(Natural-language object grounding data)
-- Opening Marker --

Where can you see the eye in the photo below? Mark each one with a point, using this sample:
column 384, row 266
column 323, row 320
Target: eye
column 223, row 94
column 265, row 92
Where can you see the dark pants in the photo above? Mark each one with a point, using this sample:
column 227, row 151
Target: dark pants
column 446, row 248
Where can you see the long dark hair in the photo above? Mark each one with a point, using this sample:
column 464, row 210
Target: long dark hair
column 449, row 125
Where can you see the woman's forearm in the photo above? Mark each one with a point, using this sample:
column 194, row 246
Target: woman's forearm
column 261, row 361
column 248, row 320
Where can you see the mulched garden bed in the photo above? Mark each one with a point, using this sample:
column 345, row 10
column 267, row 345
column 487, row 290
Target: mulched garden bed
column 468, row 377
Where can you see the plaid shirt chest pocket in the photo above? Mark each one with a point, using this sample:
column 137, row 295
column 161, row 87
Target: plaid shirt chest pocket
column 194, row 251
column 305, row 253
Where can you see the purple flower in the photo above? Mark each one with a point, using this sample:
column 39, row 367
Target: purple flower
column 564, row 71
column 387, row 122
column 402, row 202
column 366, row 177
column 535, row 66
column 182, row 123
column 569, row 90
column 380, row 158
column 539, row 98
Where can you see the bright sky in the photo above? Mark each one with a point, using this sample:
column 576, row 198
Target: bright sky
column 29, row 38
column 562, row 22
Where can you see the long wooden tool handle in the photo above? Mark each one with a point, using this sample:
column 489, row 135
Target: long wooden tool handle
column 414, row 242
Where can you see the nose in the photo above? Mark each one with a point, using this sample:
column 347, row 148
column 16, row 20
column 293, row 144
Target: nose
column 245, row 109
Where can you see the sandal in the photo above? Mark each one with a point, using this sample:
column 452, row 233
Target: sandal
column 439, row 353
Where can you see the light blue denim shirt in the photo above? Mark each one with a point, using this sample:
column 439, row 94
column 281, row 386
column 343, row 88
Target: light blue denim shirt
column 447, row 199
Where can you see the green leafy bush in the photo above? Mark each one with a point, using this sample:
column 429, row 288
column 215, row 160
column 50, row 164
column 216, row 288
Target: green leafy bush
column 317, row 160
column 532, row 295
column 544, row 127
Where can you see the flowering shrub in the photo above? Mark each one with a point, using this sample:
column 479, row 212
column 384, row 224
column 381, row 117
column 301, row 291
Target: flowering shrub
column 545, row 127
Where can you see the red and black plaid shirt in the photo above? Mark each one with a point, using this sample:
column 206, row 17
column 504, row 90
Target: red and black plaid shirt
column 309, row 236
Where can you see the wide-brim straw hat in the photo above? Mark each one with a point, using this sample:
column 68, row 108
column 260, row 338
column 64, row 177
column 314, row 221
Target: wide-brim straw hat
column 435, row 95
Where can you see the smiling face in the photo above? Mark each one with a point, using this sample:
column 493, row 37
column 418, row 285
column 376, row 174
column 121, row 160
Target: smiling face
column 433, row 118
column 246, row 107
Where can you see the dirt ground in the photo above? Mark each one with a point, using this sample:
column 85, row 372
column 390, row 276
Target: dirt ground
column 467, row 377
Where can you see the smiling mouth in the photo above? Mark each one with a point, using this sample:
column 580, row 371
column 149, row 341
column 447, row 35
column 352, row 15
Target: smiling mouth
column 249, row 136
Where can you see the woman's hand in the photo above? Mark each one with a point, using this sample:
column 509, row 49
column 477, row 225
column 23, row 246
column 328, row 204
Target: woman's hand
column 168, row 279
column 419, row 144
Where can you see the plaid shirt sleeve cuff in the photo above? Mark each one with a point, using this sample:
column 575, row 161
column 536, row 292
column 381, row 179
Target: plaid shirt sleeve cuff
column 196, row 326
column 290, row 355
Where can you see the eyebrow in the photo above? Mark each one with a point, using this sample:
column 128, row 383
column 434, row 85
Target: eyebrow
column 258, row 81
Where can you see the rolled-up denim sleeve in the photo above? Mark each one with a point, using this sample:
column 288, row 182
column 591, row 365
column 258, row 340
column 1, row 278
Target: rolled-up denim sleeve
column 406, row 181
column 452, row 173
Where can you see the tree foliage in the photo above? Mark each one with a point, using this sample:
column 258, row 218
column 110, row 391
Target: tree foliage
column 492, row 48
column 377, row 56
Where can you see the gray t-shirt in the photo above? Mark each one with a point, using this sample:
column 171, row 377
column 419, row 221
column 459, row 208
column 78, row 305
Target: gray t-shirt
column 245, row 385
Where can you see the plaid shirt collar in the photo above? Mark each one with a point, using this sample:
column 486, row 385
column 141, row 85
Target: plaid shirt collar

-- Closing Marker --

Goal of the exercise
Write the data out once more, exactly as it was given.

Written response
Where can you see the eye in the photo below? Mark each one with a point, using this sample:
column 384, row 266
column 323, row 320
Target: eye
column 223, row 94
column 265, row 92
Where can you see the dark pants in the photo above? Mark each one with a point, using this sample:
column 227, row 151
Target: dark pants
column 446, row 248
Where can you see the long dark hair in the photo above? Mark each one with a point, using this sample:
column 464, row 210
Target: long dark hair
column 449, row 125
Where can you see the woman's forearm in the photo above? Mark each one with a point, using this sample:
column 194, row 246
Target: woman's forearm
column 261, row 361
column 248, row 320
Where can you see the mulched garden bed in the photo above? Mark each one with a point, using this sample:
column 345, row 10
column 267, row 345
column 487, row 290
Target: mulched garden bed
column 468, row 377
Where can you see the plaid shirt chest pocket in the photo above? Mark each one with a point, using this sample:
column 137, row 295
column 161, row 87
Target: plaid shirt chest pocket
column 194, row 251
column 305, row 253
Where can you see the purple flower in the photo above? Mark each one with a point, using this sample:
column 39, row 367
Target: purple flower
column 564, row 71
column 387, row 122
column 402, row 202
column 366, row 177
column 535, row 66
column 182, row 123
column 569, row 90
column 380, row 158
column 539, row 98
Where can you see the bright sky in the photo above? Mark each one with a point, using this sample:
column 576, row 198
Target: bright sky
column 29, row 38
column 562, row 22
Where can you see the long wooden tool handle in the photo above? Mark each one with a point, using this sample:
column 489, row 135
Target: long wooden tool handle
column 414, row 242
Where can you see the nose in the photo above? Mark each one with a point, using this sample:
column 347, row 148
column 16, row 20
column 293, row 144
Target: nose
column 245, row 109
Where can you see the sandal in the photo above? Mark each one with a point, using this sample:
column 452, row 233
Target: sandal
column 439, row 353
Where can you see the light blue denim shirt in the photo above? Mark each one with a point, using this sample:
column 439, row 94
column 281, row 386
column 343, row 88
Target: light blue denim shirt
column 447, row 199
Where can you see the green leafy bush in the photo above? Mark each one with a point, using this sample:
column 429, row 288
column 215, row 160
column 50, row 164
column 216, row 288
Target: green leafy bush
column 317, row 160
column 532, row 295
column 544, row 127
Where can you see the flowering shrub in the photo above? Mark each one with a point, using this sample:
column 479, row 212
column 384, row 224
column 381, row 117
column 301, row 291
Target: flowering shrub
column 545, row 127
Where can you see the red and black plaid shirt in the photo above? Mark each one with a point, using this sample:
column 206, row 17
column 504, row 90
Target: red and black plaid shirt
column 309, row 236
Where can you see the wide-brim straw hat in the photo above? Mark each one with a point, using this sample:
column 68, row 108
column 260, row 338
column 64, row 177
column 314, row 221
Target: wide-brim straw hat
column 435, row 95
Where can you see the smiling face in the photo above? Mark each one with a point, using this sample:
column 493, row 37
column 418, row 285
column 376, row 174
column 121, row 160
Target: smiling face
column 433, row 118
column 246, row 107
Where can you see the dirt ground in the photo above? Mark each one with a point, using this sample:
column 85, row 372
column 390, row 276
Target: dirt ground
column 467, row 377
Where can you see the smiling mouth in the photo above? Mark each one with a point, using this sample:
column 580, row 371
column 149, row 341
column 447, row 35
column 352, row 15
Target: smiling mouth
column 249, row 136
Where can you see the woman's hand in the photo above? Mark each one with a point, using this sample:
column 509, row 49
column 477, row 225
column 23, row 246
column 328, row 204
Target: woman's hand
column 168, row 279
column 419, row 144
Where can you see the plaid shirt sleeve cuff in the photo above? Mark each one with a point, using this sample:
column 575, row 161
column 536, row 292
column 381, row 179
Target: plaid shirt sleeve cuff
column 196, row 326
column 290, row 355
Where can you see the eyebrow in the photo above? Mark each one with a point, using this sample:
column 128, row 383
column 434, row 85
Target: eyebrow
column 258, row 81
Where can you see the rolled-up denim sleeve in the photo above? Mark each one with a point, using this sample:
column 288, row 182
column 591, row 365
column 258, row 340
column 1, row 278
Target: rolled-up denim sleeve
column 406, row 181
column 452, row 173
Where can you see the tree foliage in the photo above? Mark each one with a point, using this sample:
column 258, row 218
column 110, row 391
Target: tree foliage
column 492, row 48
column 377, row 56
Where can you see the gray t-shirt in the photo above? Mark each one with a point, using this sample:
column 171, row 377
column 419, row 221
column 459, row 208
column 78, row 305
Target: gray t-shirt
column 245, row 385
Where can you see the plaid shirt collar in the photo above? Mark each one with a point, using this sample:
column 486, row 385
column 141, row 85
Target: plaid shirt collar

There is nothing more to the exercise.